▶ _REQUESTS_
1 – In the court excerpt, at about what time did defendant come to plaintiff's dwelling?
2 – In the court excerpt, begin at the words "At the trial, defendant" and stop after "was his offspring.". Write out that passage, swapping "Richard Thomas" for "the child".
3 – The parenthetical summary of evidence in the court excerpt introduces several points with the word "that." List each of those points.

At the trial, defendant denied that he had ever consented to giving the baby his name, and plaintiff openly admitted that he had always denied that Richard Thomas was his offspring.

In taking the position that the trial court’s judgment (to the effect that she and defendant never had a common law marriage amenable to dissolution by divorce) is not, under the rule in Bothwell v. Way, 44 Okl. 555, 145 P. 350, supported by the evidence, plaintiff seems to recognize that the direct evidence of an actual and mutual agreement between her and defendant to enter into a marital, or husband-wife, relationship (as distinguished from a mere[842]*842tricious one) is weak. (The gist of such evidence is that about 5 A. M., on or about February 28, 1958, defendant, in company with his friend Junior Beaver, came to plaintiff’s Bluejacket dwelling; that he was drunk, and said: “Let’s go get married, I’ve got a witness”; that she did not accept this suggestion, because she wanted to wait until daylight when defendant became sober; that defendant never mentioned marriage again). Plaintiff apparently takes the position that there is proof of circumstantial evidence from which the trial judge should have inferred that a mutual agreement to become, and live as, husband and wife, had been entered into between the parties.

▶ _SUPPLIED ENTRIES_

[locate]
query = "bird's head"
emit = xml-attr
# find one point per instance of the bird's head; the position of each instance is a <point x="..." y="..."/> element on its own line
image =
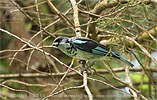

▶ _THE REPLIES_
1 – About 5 A. M., on or about February 28, 1958.

2 –
At the trial, defendant denied that he had ever consented to giving the baby his name, and plaintiff openly admitted that he had always denied that the child was his offspring.

3 –
- Defendant, in company with his friend Junior Beaver, came to plaintiff's Bluejacket dwelling about 5 A. M., on or about February 28, 1958.
- He was drunk, and said: "Let's go get married, I've got a witness."
- She did not accept this suggestion, because she wanted to wait until daylight when defendant became sober.
- Defendant never mentioned marriage again.